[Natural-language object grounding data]
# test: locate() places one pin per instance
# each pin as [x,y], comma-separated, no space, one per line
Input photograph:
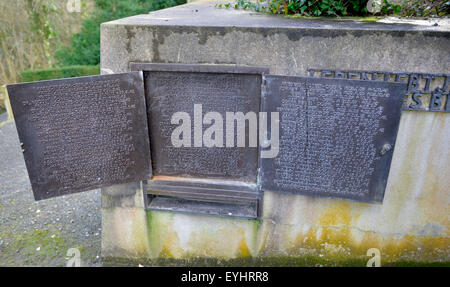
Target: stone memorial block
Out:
[337,136]
[82,133]
[425,92]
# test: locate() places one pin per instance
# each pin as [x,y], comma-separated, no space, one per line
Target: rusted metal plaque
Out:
[195,91]
[425,92]
[83,133]
[336,136]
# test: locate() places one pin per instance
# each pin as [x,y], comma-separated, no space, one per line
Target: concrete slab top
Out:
[205,14]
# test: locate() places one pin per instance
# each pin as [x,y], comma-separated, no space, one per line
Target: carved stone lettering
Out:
[336,136]
[425,92]
[82,133]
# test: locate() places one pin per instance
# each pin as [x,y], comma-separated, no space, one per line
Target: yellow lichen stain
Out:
[244,251]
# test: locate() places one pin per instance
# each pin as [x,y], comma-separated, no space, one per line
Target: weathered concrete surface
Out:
[412,224]
[39,233]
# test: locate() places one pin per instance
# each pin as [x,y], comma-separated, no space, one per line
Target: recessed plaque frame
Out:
[337,136]
[215,174]
[82,133]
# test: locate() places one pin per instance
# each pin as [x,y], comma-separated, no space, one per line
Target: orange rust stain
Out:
[171,247]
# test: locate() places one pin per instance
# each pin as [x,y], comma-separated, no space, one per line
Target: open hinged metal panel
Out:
[82,133]
[332,137]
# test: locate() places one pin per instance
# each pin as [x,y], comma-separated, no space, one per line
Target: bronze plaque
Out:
[336,136]
[174,88]
[83,133]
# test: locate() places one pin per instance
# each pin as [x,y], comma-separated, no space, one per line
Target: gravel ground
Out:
[40,233]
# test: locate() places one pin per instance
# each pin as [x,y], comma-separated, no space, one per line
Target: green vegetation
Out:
[304,7]
[417,8]
[264,261]
[85,46]
[44,34]
[343,7]
[57,73]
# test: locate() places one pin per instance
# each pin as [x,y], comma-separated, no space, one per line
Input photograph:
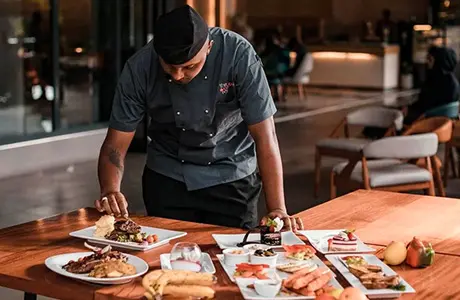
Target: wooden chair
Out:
[453,144]
[388,170]
[301,76]
[442,127]
[350,148]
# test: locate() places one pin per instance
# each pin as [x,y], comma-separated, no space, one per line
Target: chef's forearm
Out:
[110,168]
[271,171]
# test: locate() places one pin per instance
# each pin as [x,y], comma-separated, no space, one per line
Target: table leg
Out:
[29,296]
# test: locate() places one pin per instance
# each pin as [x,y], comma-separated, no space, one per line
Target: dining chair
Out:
[442,127]
[301,76]
[388,169]
[451,149]
[350,148]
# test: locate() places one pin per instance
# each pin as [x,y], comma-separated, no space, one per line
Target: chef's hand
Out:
[290,223]
[114,204]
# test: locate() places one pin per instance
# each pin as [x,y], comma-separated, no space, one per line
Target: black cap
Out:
[179,35]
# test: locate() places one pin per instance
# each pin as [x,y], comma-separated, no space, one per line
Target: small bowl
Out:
[253,247]
[268,260]
[267,288]
[234,256]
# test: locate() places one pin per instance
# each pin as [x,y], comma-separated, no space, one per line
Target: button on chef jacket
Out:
[199,131]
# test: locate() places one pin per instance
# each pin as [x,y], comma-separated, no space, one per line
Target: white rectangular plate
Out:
[338,263]
[251,294]
[225,241]
[164,237]
[318,239]
[206,263]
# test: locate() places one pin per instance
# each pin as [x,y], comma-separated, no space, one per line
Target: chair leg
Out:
[317,172]
[446,163]
[333,188]
[300,89]
[437,177]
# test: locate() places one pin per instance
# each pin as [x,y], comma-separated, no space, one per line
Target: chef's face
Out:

• _WHAT TO PRODUCE_: Copy all the entries above exactly as they stand, except for the pictures.

• _EXERCISE RESULT_:
# test: locate() places one pin per instance
# each pin as [x,y], comma-separated, no space, one per line
Input photograph:
Target: stone memorial block
Out:
[337,136]
[82,133]
[425,92]
# test: locate() places one pin per instance
# each pin as [x,y], comma-separated, no space, one per line
Target: rusted metal plaque
Out:
[195,91]
[425,92]
[83,133]
[336,136]
# test: locate() places one pin per instance
# each pin as [x,y], comma-separated, no space, one per line
Target: concrete slab top
Out:
[205,14]
# test: locate() places one pin per instance
# each pin as [x,y], comma-separated, no space, one per line
Target: carved stone lettering
Out:
[336,136]
[425,92]
[82,133]
# test: locate() places one pin per instance
# each pin as [x,y], comma-separated, no space, one per line
Target: yellow lichen stain
Out:
[244,251]
# test: locate() places one pin per instance
# each pin as [x,y], comma-separated, no space, one per line
Target: weathered concrete surface
Out:
[412,224]
[39,233]
# test: locate() places one pin per instance
# each pin as [x,y], comma-separated, no space, one per line
Target: recessed plaque frame
Out:
[337,136]
[215,174]
[82,133]
# test: locate() places one pin per instance
# each pin as [x,y], comma-separated, no space, one per line
Target: orange rust stain
Out:
[171,247]
# test: locate() places one pin per instance
# each pin as [x,y], comma-separated, no space, one per line
Target: open hinged metal panel
Out:
[82,133]
[332,137]
# test: locate() places one pin per instance
# each pin as [x,y], comma-separated, no space, one per line
Target: bronze plaque
Out:
[336,136]
[174,88]
[83,133]
# test: locate() places one pin per instance
# each pin as [x,y], comma-separated, no space, one per line
Target: gravel ground
Out:
[40,233]
# test: locate() places one pin per instance
# each pin as [x,y], comma-separated, no space, one per line
Target: green vegetation
Out:
[304,7]
[417,8]
[264,261]
[85,46]
[44,34]
[343,7]
[57,73]
# test: locate() places one pin per instance
# each pin as [x,y], comma-separated, no space, one per line
Input photograph:
Target: wooden chair
Out:
[453,144]
[388,170]
[301,76]
[442,127]
[350,148]
# test: locate() places one pin per instance
# each pin as [x,y], comma-separated, no space, one per line
Target: chef's forearm
Out:
[110,168]
[271,171]
# test: locate() places one pin per instance
# each pin as [x,y], comma-separated, no space, one per line
Target: table leg
Out:
[29,296]
# test: locate() places one pin per instance
# each pin as [x,y], comma-separated, no space, one per line
Target: dining chair
Out:
[442,127]
[301,76]
[388,169]
[451,149]
[350,148]
# test: locate() places one pin per instance
# each pin as [x,y], comma-separated, no space, one per line
Target: chef's hand
Out:
[290,223]
[114,204]
# test: locate() places one pin per instance
# each pin as [x,y], comma-separated, no space, one per line
Target: black cap
Out:
[179,35]
# test: locate() places one pin per instance
# each pin as [x,y], comma-separated, no space, one per line
Target: small bowl
Out:
[253,247]
[268,260]
[267,288]
[234,256]
# test: locate() places one pin per instance
# each pin as [x,y], comma-separated, no space, one per line
Target: button on chef jacket
Out:
[199,131]
# test: locate() places one pin per instance
# each pin as [x,y], comma-separated, no space, one per line
Target: white rectangular plate
Out:
[338,263]
[251,294]
[225,241]
[164,237]
[318,239]
[206,263]
# test: locate() places one pin per instance
# each pin as [x,y], comma-separated, no space, one per line
Target: chair leg
Out:
[317,172]
[446,163]
[333,188]
[300,89]
[437,177]
# test: locate() places one pin per instance
# each pin as [x,y], comma-separated, no space, one per line
Target: chef's face
Out:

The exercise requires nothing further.